Objetivo do exercício: Extraia da crônica sobre a música, sem alterar nada, o trecho que começa em "Para terminar a" e segue até "eu considero extraordinário.".

Para terminar a semana, temos a crônica do aluno Samuel. Dessa vez, ele nos conta sobre sua relação com a música em si e critica seus caminhos no país. Bom fim de semana!!!
A Música e Eu
Reminiscências
Minhas relações com a música, até onde minha memória alcança,
iniciam-se com um fato que eu considero extraordinário.
Corria o ano de 1949, ou talvez o de 1950; tinha então
uns sete ou oito anos de idade. Sempre após o almoço, por volta das
treze horas, mamãe ligava o rádio, sintonizando a Rádio
Nacional, para escutar novelas radiofônicas, logo após o término
do “Repórter Esso” – famosíssimo. O fundo musical daquelas novelas
era sempre com a utilização dos clássicos do século XIX, mais do
que com os populares, com o objetivo de impressionar os ouvintes. E,
acreditem, conforme os enredos do radioteatro causavam mesmo
impactos - pelo menos comigo. Em uma das novelas, contando uma
história espírita, utilizaram o primeiro movimento de “Quadros de
uma Exposição”, após o “Promenade”, a pintura “Gnomus” – era
impressionante como nos levava a imaginação para “ver” o saltitar
das entidades grotescas. A música é do compositor russo Mussorgsky.

Material fornecido:
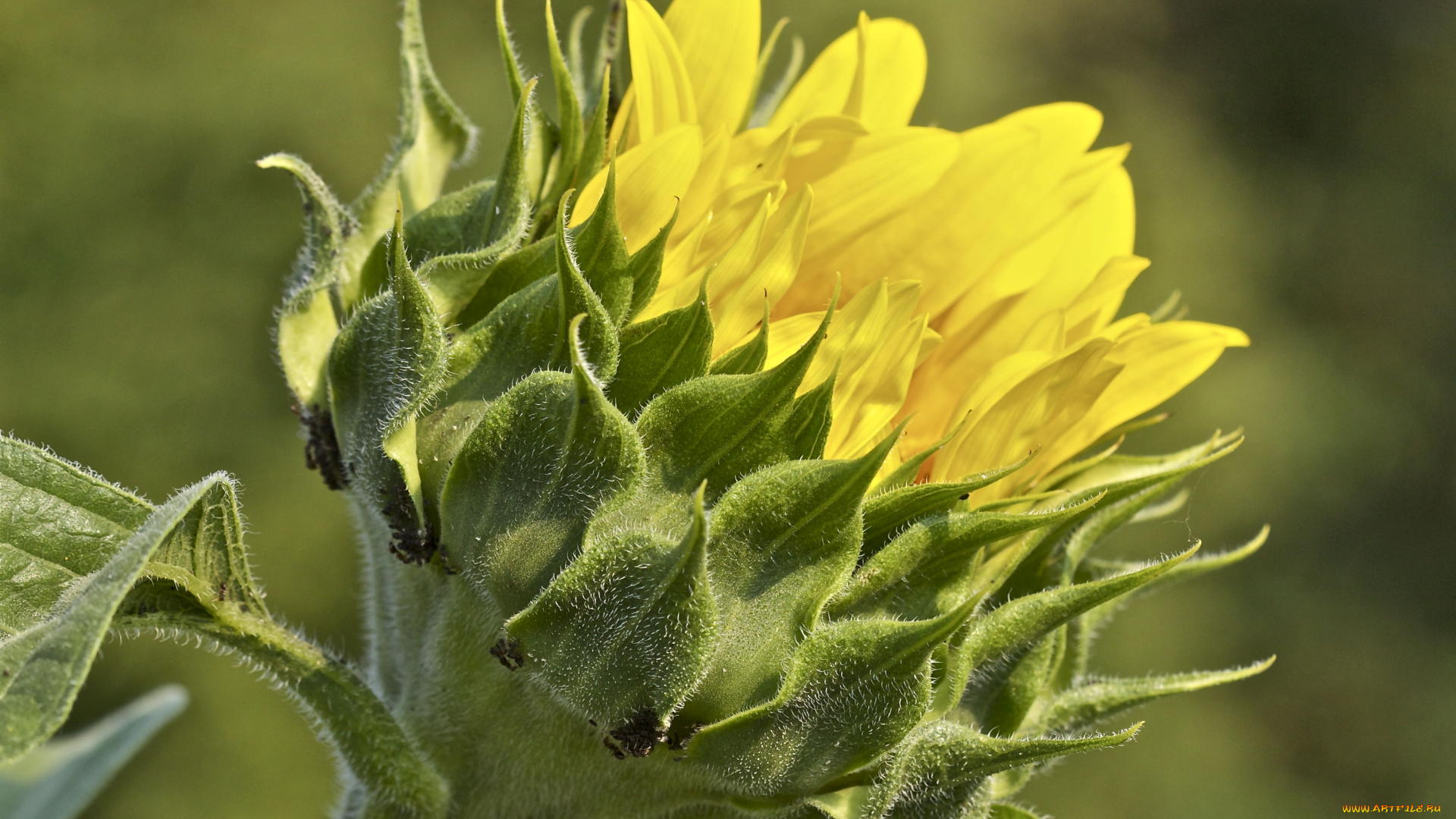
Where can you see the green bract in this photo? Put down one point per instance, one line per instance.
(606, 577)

--

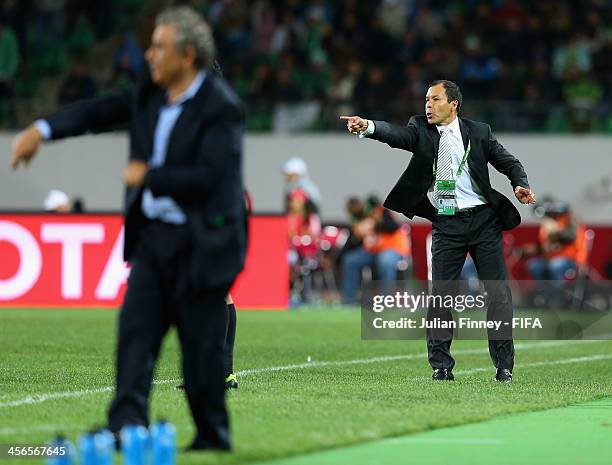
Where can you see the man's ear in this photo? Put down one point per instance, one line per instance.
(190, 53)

Resposta abaixo:
Para terminar a semana, temos a crônica do aluno Samuel. Dessa vez, ele nos conta sobre sua relação com a música em si e critica seus caminhos no país. Bom fim de semana!!!
A Música e Eu
Reminiscências
Minhas relações com a música, até onde minha memória alcança,
iniciam-se com um fato que eu considero extraordinário.